(CONSIGNES):
**a)** Indiquez si chacune des affirmations suivantes est conforme au texte sur l'identité : (i) la formule du temple de Delphes était sculptée sur l'architrave ; (ii) l'identité y est présentée comme un concept ancien ; (iii) le temple de Delphes était consacré à Zeus. Répondez par oui ou par non en citant les mots décisifs du texte.
**b)** D'après le texte sur l'identité, de quand date ce concept ?

(SÉLECTION):
'''
Université Populaire de Perpignan
Décembre 2008


L’IDENTITE
par Jacky Arlettaz


Sculpté sur l’architrave du temple de Delphes, consacré à Apollon, on pouvait lire : « Connais-toi toi-même et laisse le monde aux Dieux » : formule contradictoire qui signifiait d’une part qu’il fallait penser à se connaître…et d’autre part que tout était décidé par les Dieux.
Ce simple regard sur l’histoire ancienne montre clairement que les questions :qui suis-je ? d’où viens-je et où vais-je ? ont balisé le parcours de l’existence humaine : ces questions ont une source commune : la quête de sens.


L’IDENTITE : CONCEPT MODERNE
L’ identité est un concept récent (date de la mise en place des papiers d’identité) ; c’est un terme très usité aujourd’hui dans une société en mal de repères : identité culturelle, identité religieuse, crise de l’identité, identité sociale…Cette mutation de la civilisation, argumentent les sociologues, explique la montée obsessionnelle du thème de l’identité : « nous sommes désormais entrés, pour le meilleur et pour le pire, dans l’âge des affirmations identitaires».


L’IDENTITE : CE QU’ELLE N’EST PAS .
'''
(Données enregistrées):
'''
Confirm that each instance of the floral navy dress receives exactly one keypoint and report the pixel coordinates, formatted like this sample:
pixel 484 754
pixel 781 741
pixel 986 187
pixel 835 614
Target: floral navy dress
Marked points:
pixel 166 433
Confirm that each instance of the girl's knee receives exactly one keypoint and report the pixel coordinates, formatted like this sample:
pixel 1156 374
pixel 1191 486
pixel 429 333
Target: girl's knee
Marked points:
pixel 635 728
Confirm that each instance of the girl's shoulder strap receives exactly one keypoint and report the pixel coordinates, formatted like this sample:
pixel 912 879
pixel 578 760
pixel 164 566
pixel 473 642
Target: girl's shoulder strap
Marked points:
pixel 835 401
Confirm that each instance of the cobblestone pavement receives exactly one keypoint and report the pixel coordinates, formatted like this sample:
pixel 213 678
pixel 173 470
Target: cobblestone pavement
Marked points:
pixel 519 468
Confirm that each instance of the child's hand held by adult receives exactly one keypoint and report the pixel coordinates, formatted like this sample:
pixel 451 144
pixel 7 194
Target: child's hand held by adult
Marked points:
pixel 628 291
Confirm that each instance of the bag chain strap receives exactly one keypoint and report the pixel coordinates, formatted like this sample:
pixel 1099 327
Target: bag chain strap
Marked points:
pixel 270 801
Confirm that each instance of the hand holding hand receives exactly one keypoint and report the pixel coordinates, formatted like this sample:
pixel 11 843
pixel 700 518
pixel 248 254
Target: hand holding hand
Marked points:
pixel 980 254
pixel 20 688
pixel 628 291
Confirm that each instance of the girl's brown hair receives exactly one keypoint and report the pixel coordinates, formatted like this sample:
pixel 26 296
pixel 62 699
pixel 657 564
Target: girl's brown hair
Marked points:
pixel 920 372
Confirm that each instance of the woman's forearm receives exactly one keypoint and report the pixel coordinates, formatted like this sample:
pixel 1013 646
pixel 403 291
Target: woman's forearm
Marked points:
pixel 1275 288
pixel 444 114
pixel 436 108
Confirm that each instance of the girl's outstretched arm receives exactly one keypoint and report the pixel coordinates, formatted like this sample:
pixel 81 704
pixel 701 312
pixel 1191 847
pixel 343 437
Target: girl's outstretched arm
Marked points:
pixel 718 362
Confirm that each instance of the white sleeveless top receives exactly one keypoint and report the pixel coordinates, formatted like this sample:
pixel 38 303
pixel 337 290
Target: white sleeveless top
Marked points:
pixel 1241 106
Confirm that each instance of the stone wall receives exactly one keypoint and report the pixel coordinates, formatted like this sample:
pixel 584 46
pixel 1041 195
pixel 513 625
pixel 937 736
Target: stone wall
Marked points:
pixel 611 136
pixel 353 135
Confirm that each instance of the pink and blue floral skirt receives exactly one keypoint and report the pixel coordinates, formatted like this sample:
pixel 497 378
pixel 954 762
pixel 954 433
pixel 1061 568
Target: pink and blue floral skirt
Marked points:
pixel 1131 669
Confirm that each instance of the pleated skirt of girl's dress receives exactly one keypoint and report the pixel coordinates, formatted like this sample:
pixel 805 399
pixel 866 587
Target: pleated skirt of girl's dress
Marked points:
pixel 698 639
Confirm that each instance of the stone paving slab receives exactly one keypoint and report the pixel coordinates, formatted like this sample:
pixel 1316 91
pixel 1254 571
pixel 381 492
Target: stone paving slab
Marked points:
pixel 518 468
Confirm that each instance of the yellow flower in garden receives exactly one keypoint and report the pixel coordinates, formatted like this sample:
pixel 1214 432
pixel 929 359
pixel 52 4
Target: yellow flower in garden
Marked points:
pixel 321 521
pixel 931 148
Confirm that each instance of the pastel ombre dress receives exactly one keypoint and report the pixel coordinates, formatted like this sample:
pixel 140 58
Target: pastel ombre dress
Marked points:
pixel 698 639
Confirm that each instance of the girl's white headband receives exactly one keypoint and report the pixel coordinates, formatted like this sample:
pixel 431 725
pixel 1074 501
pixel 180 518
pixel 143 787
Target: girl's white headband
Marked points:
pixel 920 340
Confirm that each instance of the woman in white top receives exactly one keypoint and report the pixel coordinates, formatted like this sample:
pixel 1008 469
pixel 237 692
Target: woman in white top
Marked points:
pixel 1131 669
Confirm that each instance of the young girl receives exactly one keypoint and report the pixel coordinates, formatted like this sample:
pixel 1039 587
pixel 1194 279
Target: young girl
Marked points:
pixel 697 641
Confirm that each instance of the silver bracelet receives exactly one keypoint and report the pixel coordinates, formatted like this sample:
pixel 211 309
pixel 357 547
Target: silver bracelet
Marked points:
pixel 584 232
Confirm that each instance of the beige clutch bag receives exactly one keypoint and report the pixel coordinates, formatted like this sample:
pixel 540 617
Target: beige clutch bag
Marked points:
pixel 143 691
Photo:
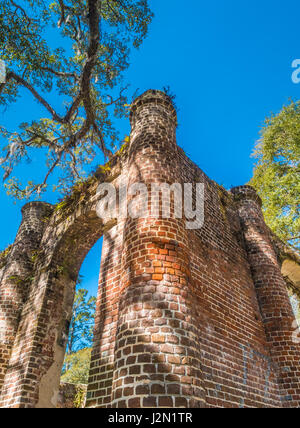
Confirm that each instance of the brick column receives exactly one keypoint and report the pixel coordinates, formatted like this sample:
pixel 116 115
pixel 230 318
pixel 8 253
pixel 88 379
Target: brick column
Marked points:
pixel 272 295
pixel 157 355
pixel 16 276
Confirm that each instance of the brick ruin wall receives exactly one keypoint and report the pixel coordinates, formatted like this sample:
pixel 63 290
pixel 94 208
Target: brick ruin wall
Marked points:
pixel 185 318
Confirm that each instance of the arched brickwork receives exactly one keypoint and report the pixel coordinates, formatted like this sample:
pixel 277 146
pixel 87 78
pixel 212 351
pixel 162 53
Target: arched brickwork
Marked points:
pixel 185 318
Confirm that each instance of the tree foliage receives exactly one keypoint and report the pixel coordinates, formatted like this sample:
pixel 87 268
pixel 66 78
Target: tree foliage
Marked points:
pixel 77 50
pixel 277 172
pixel 77 366
pixel 82 323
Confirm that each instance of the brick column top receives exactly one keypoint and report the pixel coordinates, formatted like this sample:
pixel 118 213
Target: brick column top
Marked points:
pixel 246 193
pixel 43 206
pixel 153 97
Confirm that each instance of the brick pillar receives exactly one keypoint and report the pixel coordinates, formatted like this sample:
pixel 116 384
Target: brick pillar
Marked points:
pixel 272 295
pixel 157 355
pixel 16 276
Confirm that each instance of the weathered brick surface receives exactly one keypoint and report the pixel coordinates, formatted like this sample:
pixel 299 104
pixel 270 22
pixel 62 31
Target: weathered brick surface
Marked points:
pixel 185 318
pixel 16 276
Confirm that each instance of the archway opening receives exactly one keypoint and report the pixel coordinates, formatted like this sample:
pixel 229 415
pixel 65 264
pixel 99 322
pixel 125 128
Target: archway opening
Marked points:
pixel 76 367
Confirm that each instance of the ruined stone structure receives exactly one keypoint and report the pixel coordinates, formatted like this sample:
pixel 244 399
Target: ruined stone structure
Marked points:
pixel 185 318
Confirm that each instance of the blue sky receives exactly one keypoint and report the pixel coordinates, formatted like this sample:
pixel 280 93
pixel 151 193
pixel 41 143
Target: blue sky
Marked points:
pixel 229 64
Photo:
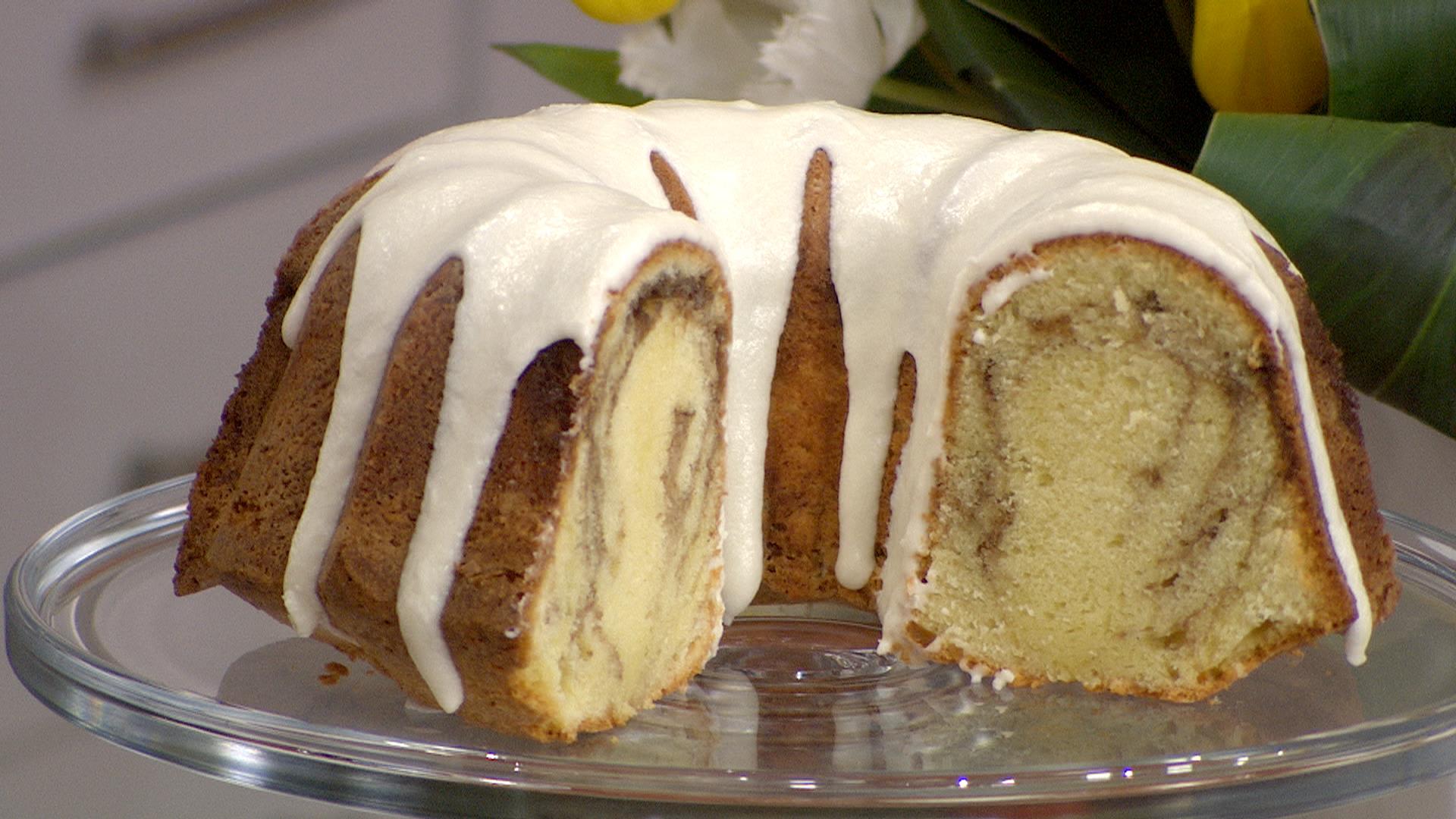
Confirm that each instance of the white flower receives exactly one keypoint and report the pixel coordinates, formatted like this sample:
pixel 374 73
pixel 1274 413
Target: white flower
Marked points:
pixel 770 52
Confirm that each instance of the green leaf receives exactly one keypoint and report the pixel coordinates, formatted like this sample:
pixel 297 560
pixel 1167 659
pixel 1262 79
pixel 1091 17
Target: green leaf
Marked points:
pixel 590 74
pixel 1367 213
pixel 1034 85
pixel 1391 60
pixel 1128 52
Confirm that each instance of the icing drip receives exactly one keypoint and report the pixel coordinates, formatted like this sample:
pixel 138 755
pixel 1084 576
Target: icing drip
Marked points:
pixel 564 200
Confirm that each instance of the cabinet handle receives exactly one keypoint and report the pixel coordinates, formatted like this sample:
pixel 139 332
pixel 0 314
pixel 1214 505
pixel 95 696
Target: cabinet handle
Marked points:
pixel 120 42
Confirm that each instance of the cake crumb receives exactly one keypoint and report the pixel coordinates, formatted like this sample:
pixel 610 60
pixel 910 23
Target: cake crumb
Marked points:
pixel 334 672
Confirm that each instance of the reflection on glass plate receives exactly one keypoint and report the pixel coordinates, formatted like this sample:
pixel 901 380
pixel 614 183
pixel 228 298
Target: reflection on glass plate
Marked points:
pixel 797 711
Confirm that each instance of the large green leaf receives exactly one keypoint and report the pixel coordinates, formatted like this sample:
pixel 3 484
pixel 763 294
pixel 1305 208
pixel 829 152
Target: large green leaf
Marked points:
pixel 1117 47
pixel 1391 60
pixel 587 72
pixel 1038 88
pixel 1367 212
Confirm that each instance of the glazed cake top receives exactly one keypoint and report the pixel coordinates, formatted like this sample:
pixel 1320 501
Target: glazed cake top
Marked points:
pixel 564 202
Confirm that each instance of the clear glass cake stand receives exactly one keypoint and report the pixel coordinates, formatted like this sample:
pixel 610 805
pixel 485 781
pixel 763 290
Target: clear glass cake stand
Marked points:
pixel 795 716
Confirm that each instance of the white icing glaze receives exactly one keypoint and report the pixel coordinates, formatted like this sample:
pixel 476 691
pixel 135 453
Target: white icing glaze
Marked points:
pixel 922 207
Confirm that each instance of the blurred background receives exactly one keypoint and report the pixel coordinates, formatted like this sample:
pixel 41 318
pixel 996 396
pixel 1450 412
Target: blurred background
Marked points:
pixel 159 156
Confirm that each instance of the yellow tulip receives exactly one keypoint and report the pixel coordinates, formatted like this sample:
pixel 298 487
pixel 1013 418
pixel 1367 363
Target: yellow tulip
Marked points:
pixel 1258 55
pixel 625 11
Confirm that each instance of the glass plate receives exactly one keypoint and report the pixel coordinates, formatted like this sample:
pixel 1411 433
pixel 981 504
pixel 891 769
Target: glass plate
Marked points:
pixel 797 713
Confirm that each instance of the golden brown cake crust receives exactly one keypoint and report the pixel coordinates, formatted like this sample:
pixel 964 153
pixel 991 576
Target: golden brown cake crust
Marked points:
pixel 243 413
pixel 1345 441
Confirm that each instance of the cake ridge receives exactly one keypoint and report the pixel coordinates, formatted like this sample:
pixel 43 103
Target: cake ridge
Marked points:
pixel 918 212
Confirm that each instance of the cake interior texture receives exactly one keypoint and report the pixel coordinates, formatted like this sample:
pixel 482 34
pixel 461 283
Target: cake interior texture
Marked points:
pixel 1116 497
pixel 528 455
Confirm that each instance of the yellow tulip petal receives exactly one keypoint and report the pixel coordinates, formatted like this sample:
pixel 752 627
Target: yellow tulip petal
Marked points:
pixel 625 11
pixel 1261 55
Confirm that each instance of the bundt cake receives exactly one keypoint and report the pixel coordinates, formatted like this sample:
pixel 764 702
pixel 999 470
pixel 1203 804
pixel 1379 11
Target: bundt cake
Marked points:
pixel 544 401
'''
(RÉPONSES RÉDIGÉES):
**a)**
(i) Oui : « Sculpté sur l’architrave du temple de Delphes ».
(ii) Non : « est un concept récent ».
(iii) Non : « consacré à Apollon ».

**b)** De la mise en place des papiers d’identité.